## [INPUT RECORDS]
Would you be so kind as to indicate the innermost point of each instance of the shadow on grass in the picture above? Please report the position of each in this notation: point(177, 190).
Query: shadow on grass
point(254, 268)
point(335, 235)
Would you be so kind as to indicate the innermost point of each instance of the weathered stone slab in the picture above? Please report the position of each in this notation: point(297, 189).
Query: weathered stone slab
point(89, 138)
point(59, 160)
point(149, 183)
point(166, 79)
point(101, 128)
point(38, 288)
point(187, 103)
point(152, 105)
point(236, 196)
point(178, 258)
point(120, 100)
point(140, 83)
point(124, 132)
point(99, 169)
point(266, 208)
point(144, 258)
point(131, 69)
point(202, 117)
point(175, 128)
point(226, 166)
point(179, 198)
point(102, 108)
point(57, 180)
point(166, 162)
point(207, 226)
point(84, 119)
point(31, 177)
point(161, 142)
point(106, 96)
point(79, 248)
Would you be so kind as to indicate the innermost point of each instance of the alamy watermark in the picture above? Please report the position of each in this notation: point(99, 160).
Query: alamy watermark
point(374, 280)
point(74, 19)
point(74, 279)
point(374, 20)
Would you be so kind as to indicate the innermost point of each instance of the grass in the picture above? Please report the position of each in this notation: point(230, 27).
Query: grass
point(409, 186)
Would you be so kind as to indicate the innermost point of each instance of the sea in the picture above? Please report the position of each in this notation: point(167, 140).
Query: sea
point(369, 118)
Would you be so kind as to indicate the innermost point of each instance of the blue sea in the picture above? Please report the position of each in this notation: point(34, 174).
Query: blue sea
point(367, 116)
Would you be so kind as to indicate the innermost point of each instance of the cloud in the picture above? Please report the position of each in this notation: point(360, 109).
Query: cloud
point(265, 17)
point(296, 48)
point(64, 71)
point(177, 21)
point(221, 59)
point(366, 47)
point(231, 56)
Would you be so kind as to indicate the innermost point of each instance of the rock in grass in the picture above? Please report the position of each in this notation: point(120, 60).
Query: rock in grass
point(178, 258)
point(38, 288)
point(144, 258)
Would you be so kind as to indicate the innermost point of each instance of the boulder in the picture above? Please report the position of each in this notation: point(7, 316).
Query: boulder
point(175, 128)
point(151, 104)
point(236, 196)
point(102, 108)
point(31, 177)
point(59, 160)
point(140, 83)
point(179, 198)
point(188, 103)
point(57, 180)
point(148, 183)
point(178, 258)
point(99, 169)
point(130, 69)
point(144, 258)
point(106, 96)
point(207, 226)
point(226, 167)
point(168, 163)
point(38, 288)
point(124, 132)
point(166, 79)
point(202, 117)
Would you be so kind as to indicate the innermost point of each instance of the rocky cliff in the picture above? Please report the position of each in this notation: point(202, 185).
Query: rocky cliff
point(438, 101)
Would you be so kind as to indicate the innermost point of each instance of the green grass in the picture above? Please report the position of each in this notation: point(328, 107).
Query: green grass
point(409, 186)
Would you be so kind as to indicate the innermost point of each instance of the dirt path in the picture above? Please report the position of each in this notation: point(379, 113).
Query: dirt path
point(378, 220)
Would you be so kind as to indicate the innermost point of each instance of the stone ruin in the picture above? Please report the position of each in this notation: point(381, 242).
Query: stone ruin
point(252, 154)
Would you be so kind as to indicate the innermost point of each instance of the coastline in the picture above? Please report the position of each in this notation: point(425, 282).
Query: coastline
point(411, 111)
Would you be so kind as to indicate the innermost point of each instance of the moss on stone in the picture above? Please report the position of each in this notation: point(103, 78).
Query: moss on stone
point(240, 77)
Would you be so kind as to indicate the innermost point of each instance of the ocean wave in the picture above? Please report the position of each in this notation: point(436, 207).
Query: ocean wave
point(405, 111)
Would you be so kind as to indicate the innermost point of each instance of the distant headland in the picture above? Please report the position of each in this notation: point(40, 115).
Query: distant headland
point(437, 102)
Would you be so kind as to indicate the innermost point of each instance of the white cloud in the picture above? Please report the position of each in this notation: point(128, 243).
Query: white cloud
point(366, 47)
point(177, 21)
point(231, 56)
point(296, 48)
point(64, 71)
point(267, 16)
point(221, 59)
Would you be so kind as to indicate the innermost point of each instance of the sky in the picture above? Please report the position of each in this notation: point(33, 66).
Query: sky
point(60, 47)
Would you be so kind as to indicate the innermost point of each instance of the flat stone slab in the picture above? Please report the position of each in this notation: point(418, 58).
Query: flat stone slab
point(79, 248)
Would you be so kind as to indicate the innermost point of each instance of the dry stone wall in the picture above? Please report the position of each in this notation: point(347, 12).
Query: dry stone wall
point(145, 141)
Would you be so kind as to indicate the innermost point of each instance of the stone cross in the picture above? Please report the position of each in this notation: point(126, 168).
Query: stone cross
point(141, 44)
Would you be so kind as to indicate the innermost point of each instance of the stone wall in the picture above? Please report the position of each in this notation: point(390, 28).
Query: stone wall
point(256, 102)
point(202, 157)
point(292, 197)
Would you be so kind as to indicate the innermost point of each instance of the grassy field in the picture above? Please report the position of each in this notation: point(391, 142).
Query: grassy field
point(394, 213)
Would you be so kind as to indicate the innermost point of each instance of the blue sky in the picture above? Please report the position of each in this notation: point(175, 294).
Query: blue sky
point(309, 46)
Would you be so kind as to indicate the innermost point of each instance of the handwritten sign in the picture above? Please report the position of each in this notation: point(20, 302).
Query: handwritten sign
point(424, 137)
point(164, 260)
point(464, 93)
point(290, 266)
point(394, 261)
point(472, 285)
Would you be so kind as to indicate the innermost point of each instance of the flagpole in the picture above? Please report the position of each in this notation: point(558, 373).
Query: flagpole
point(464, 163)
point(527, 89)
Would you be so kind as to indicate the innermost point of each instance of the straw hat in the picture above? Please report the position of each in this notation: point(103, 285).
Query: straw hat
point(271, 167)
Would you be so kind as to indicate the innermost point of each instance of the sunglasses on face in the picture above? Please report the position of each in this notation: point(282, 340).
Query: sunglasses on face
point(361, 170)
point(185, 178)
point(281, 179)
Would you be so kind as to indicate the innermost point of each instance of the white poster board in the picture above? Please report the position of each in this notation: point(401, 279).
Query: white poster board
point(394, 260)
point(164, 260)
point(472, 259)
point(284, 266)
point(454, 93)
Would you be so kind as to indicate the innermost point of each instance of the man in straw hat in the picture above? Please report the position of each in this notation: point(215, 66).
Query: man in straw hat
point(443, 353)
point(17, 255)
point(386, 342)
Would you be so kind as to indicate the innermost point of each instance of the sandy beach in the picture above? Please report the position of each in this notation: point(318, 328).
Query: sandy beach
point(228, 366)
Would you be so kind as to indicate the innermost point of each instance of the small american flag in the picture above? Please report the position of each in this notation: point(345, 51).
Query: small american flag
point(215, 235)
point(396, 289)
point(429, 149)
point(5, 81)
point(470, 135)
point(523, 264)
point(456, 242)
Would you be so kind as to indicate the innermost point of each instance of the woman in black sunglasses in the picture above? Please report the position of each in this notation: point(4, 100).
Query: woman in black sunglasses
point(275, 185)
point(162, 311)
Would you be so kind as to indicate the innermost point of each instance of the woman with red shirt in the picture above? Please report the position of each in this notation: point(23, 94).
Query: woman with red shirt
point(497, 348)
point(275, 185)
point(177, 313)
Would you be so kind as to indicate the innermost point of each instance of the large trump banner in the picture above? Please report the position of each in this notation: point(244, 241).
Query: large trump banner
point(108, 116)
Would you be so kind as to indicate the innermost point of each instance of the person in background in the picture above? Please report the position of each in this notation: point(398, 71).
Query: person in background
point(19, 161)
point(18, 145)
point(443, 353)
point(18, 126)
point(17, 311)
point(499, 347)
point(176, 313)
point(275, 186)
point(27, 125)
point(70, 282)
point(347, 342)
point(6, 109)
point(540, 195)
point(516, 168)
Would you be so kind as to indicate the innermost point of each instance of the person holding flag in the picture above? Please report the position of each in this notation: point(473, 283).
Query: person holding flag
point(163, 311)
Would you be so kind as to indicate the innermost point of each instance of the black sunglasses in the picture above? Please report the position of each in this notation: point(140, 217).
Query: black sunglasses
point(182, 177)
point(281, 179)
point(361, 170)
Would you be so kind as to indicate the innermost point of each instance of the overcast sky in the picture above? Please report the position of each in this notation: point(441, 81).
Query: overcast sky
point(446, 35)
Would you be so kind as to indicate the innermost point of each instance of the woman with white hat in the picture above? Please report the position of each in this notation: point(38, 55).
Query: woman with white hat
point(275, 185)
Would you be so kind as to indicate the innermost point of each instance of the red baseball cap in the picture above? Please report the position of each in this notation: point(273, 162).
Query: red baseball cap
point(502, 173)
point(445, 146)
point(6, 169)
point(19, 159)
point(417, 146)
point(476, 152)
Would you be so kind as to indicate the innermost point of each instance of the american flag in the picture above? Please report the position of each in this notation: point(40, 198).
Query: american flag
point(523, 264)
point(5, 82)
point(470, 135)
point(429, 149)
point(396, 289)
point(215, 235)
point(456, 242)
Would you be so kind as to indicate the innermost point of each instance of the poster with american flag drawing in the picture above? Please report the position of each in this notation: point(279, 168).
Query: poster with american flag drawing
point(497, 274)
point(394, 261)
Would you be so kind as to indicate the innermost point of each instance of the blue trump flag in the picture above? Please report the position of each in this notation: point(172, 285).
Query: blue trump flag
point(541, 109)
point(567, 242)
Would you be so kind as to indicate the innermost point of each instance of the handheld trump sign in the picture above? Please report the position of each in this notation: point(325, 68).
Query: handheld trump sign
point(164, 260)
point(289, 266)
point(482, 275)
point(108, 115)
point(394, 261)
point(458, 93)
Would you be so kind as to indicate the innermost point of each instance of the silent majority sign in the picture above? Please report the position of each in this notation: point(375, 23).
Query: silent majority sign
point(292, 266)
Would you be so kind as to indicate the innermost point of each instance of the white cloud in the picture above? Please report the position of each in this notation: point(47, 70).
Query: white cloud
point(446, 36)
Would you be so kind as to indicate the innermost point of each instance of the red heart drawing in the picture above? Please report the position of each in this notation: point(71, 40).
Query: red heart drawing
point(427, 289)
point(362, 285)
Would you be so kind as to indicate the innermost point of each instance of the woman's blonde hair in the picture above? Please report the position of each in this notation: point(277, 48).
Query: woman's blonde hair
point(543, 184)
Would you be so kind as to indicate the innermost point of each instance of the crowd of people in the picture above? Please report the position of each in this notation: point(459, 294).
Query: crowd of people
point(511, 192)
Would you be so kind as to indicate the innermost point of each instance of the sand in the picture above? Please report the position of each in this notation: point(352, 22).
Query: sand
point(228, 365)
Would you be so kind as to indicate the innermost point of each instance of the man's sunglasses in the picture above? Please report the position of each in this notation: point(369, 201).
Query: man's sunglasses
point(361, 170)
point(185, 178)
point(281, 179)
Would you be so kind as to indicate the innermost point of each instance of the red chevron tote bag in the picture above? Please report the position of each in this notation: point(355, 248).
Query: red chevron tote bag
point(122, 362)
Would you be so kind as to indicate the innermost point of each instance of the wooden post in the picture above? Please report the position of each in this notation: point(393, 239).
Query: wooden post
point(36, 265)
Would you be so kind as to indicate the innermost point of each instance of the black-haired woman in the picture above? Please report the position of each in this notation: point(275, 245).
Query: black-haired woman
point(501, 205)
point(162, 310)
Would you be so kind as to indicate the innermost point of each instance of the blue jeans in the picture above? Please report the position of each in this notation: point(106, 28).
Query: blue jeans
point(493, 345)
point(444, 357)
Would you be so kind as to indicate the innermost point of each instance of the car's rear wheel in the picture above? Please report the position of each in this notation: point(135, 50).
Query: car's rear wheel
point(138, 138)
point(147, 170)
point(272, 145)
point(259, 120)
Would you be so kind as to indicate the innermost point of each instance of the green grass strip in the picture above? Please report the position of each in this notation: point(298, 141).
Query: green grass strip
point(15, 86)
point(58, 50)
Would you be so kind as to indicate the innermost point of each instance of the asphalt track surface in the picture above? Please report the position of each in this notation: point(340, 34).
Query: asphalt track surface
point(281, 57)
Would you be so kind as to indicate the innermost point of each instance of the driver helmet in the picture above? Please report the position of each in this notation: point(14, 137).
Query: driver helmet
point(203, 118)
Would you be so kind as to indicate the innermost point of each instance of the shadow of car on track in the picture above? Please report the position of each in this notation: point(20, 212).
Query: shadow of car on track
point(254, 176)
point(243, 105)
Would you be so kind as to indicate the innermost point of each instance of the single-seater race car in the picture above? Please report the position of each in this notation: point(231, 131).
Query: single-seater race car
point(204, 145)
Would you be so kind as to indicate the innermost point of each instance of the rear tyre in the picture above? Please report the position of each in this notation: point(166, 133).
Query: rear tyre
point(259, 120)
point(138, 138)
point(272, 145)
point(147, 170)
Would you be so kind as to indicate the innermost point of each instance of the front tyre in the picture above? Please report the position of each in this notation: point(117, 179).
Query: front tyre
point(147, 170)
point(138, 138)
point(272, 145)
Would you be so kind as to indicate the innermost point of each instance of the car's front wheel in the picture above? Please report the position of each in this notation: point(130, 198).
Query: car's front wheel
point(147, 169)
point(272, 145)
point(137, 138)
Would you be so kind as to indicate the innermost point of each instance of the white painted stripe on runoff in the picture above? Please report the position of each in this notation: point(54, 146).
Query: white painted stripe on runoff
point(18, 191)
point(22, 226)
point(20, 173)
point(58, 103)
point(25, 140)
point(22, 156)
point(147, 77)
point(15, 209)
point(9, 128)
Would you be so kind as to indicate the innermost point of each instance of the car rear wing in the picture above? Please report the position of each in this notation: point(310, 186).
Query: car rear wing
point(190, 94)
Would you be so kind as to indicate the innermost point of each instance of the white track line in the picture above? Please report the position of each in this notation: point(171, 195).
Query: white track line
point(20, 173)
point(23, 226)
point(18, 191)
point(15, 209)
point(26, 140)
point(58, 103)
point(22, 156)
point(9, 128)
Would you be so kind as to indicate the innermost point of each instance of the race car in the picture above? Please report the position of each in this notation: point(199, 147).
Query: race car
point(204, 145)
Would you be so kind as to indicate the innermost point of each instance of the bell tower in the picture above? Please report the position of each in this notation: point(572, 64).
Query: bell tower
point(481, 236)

## [DIRECTIONS FOR THIS TASK]
Rewrite the data between the lines containing "notation: point(103, 285)." and "point(271, 167)", inclusive, with the requests included. Multiply each point coordinate in the answers by 1.55 and round it to a whole number, rounding halves up, while leaving the numbers in the requests and their format samples unchanged.

## [ANSWER FOR THE TASK]
Would you be so kind as to indicate the innermost point of each instance of the straw hat in the picture above? Please report the position of each in this notation: point(103, 285).
Query: straw hat
point(420, 259)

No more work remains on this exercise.